> _TASK DIRECTIONS_
Print the listing that follows, character for character.

> _INFORMATION GIVEN_
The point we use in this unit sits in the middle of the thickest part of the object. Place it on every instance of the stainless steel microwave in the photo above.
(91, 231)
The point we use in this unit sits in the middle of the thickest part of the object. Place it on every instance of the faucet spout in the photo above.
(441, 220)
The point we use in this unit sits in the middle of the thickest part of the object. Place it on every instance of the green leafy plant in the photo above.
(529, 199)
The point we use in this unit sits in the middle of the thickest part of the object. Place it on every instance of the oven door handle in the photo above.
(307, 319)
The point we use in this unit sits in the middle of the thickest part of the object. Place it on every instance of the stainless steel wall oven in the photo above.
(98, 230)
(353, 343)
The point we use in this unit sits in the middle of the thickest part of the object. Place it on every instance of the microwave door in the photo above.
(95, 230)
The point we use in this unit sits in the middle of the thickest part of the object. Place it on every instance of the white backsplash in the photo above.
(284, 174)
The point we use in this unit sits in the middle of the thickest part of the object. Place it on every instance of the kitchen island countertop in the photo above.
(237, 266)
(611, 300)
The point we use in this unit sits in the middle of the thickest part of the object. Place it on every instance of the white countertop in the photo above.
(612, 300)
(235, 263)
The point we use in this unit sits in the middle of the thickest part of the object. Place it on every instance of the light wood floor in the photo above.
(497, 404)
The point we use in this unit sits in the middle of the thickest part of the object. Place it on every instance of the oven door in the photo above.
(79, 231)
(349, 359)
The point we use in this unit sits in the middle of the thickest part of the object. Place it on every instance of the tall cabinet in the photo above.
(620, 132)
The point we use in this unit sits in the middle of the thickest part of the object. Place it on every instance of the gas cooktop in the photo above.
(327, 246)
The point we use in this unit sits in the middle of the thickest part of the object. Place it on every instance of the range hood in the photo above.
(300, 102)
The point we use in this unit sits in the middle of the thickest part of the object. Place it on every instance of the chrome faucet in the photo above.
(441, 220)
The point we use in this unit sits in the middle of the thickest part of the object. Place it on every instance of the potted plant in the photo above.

> _RIGHT ANSWER_
The point we use in this unit sits in the middle of the thickest part of the object. Place it on every instance of the stainless steel microwave in the photo above.
(91, 231)
The point we use in this unit sits in the middle of the thickest part of the object. Place it on every instance of the faucet spout in the photo above.
(441, 220)
The point we use in this unit sits in the middle of the thickest part of the object. Place it on every instance of the green leafy plant in the photo above.
(529, 199)
The point we use in this unit sits in the middle of the thickest part of the object. Place it on every instance of the oven door handle in the photo above.
(307, 319)
The point we use in this unit sits in the middle of the thickest part of the object. Place it on every instance of the stainless steel wall oven in the photo above.
(98, 230)
(353, 343)
The point we use in this unit sits in the middle of the thickest part of the object. Place it on every instance of the microwave door in the photo above.
(95, 230)
The point we use in this unit sits in the middle of the thickest part of the object. Place it on every instance of the white backsplash in the photo above.
(284, 174)
The point we use in this unit sits in the middle of the thickest part of the object. Place it on every instance of the kitchen island countertop in the photo above.
(237, 266)
(611, 300)
The point we use in this unit sits in the middle of the thickest part of the object. Place it on every instance of the white countertop in the photo above.
(612, 300)
(235, 263)
The point we use in this unit sits in the middle of the thickest part of the object. Place it on every instance of the light wood floor in the photo above.
(497, 404)
The point we use in this unit sits in the middle of the thickest part of the object. Place it on every instance of the oven door in the photo above.
(79, 231)
(349, 359)
The point we use in this unit sits in the middle of the thickest part of the object. Place it on every instance of the tall cabinet in the photo above.
(620, 132)
The point we use in this unit sits in the middle of the thickest part of the object. Place it on every instance of the gas cooktop in the photo above.
(327, 246)
The point we use in this unit sits in the middle of the thickest part of the object. Place it on every instance of the range hood in the photo above.
(300, 102)
The point we use in this unit sits in the middle of the thickest part of the object. Place it on every instance of the chrome faucet in the photo above.
(441, 220)
The point we use in this unit sits in the middle of the thickest part of the object. Place it on every instance of the potted plant in the photo above.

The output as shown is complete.